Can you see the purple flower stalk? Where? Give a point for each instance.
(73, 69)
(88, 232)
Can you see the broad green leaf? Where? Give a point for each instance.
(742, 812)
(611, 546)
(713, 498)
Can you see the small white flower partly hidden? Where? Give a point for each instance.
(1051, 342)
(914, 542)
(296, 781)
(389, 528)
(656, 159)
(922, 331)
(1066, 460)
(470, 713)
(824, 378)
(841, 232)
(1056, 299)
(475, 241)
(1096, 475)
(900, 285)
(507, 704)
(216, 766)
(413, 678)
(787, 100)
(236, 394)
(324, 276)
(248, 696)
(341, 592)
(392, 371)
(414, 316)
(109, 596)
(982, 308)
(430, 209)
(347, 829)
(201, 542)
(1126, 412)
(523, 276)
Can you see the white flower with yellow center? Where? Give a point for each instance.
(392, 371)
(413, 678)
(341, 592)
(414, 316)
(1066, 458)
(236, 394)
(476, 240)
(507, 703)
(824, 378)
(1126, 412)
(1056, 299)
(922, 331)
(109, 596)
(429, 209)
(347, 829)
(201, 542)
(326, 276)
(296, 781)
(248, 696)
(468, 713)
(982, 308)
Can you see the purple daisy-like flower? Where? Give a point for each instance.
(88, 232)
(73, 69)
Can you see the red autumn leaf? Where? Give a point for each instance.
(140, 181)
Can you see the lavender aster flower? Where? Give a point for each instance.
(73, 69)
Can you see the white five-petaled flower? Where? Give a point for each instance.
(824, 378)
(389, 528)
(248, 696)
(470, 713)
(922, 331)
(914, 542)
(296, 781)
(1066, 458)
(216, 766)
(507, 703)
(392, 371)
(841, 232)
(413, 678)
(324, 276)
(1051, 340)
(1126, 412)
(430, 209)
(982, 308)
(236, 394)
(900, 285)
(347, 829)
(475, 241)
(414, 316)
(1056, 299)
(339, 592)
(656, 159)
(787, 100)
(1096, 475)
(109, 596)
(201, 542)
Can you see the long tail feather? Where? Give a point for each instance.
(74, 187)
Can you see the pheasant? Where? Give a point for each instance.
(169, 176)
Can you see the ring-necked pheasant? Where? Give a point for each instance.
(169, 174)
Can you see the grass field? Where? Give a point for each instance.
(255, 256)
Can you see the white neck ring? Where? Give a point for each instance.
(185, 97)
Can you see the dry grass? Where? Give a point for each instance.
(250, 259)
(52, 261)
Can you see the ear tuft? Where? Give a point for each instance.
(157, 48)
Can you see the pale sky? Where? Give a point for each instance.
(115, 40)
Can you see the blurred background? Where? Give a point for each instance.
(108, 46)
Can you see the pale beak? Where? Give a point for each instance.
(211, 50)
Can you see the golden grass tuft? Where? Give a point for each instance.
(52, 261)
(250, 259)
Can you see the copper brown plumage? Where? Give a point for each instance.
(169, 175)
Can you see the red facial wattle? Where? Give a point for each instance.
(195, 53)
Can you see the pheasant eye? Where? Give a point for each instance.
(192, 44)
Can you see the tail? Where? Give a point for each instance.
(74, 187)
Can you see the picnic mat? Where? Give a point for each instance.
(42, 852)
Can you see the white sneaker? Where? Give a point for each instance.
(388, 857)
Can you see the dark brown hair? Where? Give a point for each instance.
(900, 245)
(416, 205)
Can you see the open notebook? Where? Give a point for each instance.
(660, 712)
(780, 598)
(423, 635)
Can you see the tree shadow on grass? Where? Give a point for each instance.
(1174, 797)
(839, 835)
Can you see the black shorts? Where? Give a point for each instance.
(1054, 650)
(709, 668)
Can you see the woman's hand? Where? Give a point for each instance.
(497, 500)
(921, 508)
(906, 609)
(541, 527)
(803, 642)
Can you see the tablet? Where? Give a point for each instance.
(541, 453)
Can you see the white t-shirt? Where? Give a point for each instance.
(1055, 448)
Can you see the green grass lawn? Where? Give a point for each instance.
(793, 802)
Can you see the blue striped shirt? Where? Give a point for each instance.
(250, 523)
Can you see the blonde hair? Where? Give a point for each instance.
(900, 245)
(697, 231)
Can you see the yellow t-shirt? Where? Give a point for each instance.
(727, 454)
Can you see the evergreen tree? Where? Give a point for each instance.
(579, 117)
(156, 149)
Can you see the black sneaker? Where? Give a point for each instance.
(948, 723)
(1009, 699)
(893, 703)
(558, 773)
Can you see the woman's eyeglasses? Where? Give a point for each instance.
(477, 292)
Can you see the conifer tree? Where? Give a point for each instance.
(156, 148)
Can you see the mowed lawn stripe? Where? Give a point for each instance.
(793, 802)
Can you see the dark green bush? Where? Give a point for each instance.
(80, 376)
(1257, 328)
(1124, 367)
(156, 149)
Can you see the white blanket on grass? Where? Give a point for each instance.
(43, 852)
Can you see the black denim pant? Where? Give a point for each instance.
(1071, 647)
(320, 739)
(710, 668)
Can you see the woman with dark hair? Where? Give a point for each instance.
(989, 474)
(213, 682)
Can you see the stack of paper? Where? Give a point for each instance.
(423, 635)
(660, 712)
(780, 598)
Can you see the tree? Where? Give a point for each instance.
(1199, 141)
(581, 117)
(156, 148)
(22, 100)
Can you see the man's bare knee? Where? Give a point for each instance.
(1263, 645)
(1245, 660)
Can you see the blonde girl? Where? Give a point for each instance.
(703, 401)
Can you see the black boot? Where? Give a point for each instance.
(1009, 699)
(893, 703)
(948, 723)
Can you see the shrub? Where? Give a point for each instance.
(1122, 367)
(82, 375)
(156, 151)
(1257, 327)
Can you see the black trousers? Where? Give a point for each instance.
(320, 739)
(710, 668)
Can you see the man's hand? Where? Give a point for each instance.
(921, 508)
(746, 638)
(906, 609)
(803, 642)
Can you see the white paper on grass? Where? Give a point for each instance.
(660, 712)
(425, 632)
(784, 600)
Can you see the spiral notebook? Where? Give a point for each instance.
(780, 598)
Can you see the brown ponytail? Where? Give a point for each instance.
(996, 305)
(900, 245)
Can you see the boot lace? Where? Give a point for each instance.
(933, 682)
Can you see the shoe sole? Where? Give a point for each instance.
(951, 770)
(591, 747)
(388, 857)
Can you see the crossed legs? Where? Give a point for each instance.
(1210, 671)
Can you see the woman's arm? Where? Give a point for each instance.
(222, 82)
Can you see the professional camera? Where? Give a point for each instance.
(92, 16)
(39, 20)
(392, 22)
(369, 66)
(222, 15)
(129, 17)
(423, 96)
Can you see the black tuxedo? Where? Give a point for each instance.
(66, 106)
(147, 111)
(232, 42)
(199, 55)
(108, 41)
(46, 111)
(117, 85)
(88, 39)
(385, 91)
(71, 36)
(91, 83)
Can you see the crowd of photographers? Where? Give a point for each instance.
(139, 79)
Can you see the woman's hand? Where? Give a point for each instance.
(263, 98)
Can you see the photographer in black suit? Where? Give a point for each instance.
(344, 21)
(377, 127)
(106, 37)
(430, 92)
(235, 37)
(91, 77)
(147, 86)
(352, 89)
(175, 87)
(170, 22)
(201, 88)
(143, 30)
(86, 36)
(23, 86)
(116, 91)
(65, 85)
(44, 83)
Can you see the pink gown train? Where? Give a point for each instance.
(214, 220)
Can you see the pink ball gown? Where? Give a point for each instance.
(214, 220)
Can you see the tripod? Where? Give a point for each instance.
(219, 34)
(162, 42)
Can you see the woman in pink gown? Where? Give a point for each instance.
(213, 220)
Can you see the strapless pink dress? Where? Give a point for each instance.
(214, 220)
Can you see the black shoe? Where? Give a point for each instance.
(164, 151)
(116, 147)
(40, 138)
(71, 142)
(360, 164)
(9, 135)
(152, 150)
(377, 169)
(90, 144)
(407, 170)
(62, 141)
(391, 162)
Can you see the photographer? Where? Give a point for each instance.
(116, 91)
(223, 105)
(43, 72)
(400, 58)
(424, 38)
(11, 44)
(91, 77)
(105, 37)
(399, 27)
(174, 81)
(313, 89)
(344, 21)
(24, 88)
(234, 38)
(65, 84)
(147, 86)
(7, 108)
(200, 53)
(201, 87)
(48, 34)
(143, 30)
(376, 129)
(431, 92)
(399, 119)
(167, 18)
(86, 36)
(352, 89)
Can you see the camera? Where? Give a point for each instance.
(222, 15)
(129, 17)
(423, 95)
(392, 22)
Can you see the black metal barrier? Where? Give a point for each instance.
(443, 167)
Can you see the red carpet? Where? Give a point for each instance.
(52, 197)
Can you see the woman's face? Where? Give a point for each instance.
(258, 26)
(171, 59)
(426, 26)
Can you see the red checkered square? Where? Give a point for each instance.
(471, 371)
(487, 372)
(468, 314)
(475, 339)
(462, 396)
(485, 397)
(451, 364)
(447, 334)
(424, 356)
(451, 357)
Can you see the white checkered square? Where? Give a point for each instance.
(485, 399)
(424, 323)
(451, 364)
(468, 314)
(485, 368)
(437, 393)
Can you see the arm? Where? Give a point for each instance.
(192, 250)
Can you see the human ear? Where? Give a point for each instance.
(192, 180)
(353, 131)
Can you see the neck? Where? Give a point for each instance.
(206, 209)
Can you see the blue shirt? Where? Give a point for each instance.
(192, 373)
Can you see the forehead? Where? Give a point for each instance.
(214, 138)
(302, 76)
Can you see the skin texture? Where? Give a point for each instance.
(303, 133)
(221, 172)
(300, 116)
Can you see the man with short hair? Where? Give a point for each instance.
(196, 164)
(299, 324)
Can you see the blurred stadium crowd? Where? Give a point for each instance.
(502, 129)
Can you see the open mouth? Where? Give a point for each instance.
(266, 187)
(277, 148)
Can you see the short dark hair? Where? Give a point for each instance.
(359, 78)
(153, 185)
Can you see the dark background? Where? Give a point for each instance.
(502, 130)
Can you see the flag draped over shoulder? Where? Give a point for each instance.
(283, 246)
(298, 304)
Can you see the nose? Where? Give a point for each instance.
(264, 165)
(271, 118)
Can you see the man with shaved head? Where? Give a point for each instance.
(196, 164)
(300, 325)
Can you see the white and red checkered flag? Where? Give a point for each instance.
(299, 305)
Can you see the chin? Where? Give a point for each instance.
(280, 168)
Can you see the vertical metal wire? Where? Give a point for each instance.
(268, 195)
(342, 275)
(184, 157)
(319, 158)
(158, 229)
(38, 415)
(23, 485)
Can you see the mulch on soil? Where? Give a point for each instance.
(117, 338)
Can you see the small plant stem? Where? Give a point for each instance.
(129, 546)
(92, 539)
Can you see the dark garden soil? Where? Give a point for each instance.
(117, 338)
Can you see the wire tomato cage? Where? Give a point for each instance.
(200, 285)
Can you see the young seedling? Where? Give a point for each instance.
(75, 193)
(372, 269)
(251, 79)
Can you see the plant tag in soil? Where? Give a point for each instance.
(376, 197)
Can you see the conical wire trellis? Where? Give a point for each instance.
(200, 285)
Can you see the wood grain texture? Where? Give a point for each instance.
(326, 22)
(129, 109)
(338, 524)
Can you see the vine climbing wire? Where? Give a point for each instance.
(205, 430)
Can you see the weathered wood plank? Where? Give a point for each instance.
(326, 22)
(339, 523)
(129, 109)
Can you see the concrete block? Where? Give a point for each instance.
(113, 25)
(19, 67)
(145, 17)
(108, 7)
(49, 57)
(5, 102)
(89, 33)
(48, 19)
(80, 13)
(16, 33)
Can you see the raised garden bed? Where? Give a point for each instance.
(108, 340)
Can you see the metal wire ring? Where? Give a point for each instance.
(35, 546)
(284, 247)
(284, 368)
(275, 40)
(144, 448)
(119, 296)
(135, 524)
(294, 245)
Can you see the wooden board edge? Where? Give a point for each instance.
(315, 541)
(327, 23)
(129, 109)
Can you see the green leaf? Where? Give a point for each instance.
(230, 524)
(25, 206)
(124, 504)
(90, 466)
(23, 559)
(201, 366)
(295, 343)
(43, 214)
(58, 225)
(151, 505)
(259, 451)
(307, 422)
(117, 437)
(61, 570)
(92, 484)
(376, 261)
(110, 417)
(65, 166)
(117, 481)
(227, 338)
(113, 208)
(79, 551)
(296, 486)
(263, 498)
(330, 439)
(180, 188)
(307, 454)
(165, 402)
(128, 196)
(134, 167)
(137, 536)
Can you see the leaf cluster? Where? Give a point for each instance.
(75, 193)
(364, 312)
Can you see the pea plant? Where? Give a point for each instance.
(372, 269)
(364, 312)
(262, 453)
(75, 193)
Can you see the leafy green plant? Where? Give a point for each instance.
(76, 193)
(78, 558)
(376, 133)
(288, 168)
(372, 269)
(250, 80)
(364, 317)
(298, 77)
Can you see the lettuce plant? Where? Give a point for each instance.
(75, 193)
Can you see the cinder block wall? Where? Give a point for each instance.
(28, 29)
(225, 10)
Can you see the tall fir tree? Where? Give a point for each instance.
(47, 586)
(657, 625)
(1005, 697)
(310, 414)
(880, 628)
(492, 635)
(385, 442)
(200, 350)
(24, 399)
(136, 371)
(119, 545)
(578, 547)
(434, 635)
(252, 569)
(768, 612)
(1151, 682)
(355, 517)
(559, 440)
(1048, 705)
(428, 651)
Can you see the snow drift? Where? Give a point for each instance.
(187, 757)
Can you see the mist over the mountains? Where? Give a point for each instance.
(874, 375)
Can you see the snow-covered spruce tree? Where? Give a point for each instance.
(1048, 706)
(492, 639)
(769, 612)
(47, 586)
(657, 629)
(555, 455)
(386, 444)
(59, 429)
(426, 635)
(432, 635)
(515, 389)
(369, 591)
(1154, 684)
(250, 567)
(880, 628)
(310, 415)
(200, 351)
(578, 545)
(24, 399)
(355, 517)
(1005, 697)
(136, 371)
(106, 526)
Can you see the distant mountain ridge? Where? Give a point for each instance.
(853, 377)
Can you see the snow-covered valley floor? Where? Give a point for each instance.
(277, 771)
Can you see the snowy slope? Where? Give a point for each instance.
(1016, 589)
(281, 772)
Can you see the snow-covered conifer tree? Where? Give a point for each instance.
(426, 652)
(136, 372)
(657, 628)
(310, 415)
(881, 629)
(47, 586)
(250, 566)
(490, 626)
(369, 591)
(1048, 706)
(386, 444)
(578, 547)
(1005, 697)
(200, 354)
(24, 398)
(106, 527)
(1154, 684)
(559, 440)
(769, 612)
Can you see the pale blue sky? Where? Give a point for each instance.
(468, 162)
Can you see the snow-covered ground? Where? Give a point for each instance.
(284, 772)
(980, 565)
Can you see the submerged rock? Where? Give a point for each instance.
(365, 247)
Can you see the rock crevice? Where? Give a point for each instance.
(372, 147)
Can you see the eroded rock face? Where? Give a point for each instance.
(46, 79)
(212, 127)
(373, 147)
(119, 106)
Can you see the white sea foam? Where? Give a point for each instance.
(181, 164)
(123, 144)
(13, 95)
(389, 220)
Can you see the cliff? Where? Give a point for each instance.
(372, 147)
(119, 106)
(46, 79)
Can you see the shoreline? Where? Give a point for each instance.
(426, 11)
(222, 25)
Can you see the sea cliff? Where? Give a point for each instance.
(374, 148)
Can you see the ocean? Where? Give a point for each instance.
****************
**What this task involves**
Copy the items starting at the line containing "Can you see the shoreline?" and ending at the last item, switching "shoreline" to "coastline" and leaving everything else the same.

**Exercise result**
Can you see the coastline? Where? Give a point for each instance.
(426, 11)
(222, 25)
Can you see the sea cliff? Where? Give a point for each instance.
(374, 148)
Can you see the ocean? Where? Give a point for each instance.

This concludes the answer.